■ Task instructions
Each entry needs to be copied exactly, with nothing left out.

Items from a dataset
☆ ☆ ☆ ☆ ☆

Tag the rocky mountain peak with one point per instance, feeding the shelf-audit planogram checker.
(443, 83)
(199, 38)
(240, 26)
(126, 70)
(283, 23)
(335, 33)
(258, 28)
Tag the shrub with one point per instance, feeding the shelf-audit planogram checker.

☆ ☆ ☆ ☆ ☆

■ Output
Tag the rocky mountain peak with one point per instance, feeding the shelf-audit planogram checker.
(443, 83)
(199, 38)
(240, 26)
(126, 70)
(283, 23)
(335, 33)
(258, 28)
Tag the shrub with one point per instance, feeding the shelf-audit planogram checker.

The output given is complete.